··· DOCUMENT EXCERPT
On Friday, Le Duc and I decided to take a last-minute getaway excursion to Buffalo, New York.
We had a list: see the newly-restored Frank Lloyd Wright masterwork, the Darwin Martin House, visit the Albright-Knox Gallery, tour the renowned horticultural gardens, hit Suzy Q's BBQ shack ("A Little Pit of Heaven"), but mostly we wanted to ogle the nearly endless examples of mid-20th century architecture in what was once one of America's grandest and wealthiest cities.
Buffalo delivered all delights except the gallery (closed for a week due to cost-cutting measures), and like any good getaway, offered us new discoveries, most notably Beau Fleuve, a charming, luxurious B&B.
Touring the areas where robust manufacturing and shipping industries once thrived, I thought of Toronto Globe and Mail columnist Margaret Wente's comments on Saturday, May 23, in her column "We are witnessing the passing of working-class masculinity". Wente said, "As low and semi-skilled manual jobs disappear, working-class men are getting hammered- and so is their masculinity."
······
> TASKS AND EXERCISES:
**a.** Render this sentence from the Buffalo travel account into French: "On Friday, Le Duc and I decided to take a last-minute getaway excursion to Buffalo, New York."
**b.** Pick up the Buffalo travel account after its final sentence and carry it forward.
The items that follow bear no relation to the account of the Buffalo trip.
··· ENTRIES PROVIDED
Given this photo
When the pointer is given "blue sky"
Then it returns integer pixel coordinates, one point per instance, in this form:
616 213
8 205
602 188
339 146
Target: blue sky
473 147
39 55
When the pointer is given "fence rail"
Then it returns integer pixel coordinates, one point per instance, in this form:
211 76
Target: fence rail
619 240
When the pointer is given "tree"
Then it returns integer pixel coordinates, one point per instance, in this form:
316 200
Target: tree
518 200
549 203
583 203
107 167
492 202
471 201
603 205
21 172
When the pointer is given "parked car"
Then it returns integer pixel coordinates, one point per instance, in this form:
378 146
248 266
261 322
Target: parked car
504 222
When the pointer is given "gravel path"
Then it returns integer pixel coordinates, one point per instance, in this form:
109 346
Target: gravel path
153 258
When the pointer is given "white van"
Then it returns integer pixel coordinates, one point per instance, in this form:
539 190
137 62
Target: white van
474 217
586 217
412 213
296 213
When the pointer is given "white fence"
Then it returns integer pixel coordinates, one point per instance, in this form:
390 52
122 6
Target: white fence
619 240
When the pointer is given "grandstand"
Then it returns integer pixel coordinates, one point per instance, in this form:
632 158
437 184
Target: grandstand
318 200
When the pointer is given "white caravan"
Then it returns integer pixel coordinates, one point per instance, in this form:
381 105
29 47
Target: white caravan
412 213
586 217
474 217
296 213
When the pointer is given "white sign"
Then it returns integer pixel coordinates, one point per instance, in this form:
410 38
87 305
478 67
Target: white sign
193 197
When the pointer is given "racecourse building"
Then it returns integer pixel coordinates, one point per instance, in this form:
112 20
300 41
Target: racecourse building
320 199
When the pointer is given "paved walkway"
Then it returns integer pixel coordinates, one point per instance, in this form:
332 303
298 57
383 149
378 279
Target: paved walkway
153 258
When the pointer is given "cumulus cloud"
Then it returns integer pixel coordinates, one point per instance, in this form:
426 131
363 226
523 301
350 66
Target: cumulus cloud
······
> RESULTS FOR EACH TASK:
**a.** Vendredi, Le Duc et moi avons décidé de faire une escapade de dernière minute à Buffalo, dans l'État de New York.

**b.**
She cites a 'recent British study'. (Why no citation? This one reason I am frustrated by Wente's writing.) An academic investigated why so many men who had lost industrial jobs in Manchester were unemployable. Some of the men interviewed had tried their hand at retail or other service jobs, but washed out. One man said, "If someone (a customer) gave me loads of hassles, I'd end up lamping them."
Wente summarizes the study: "The defining value of working-class masculinity is the ability to stuck up for yourself when someone tries to give you shit. The defining requirement of service work (in their view) is having to eat it. Service work is a fundamental challenge to their masculine identity."
Buffalo's might was powered by the Manucians' counterparts, men who did dangerous, dirty work on docks and mills, in plants and grain elevators- as well as bankers and businessmen, academics and inventors.
Today, Buffalo's largest employer is Kaleida Health. Health care professionals have replaced steelworkers, and new information-based businesses abound. Besides technical aptitude, the abilty to relate to people is an essential component of patient-care and customer-service occupations, resulting in what some call "the feminization of work".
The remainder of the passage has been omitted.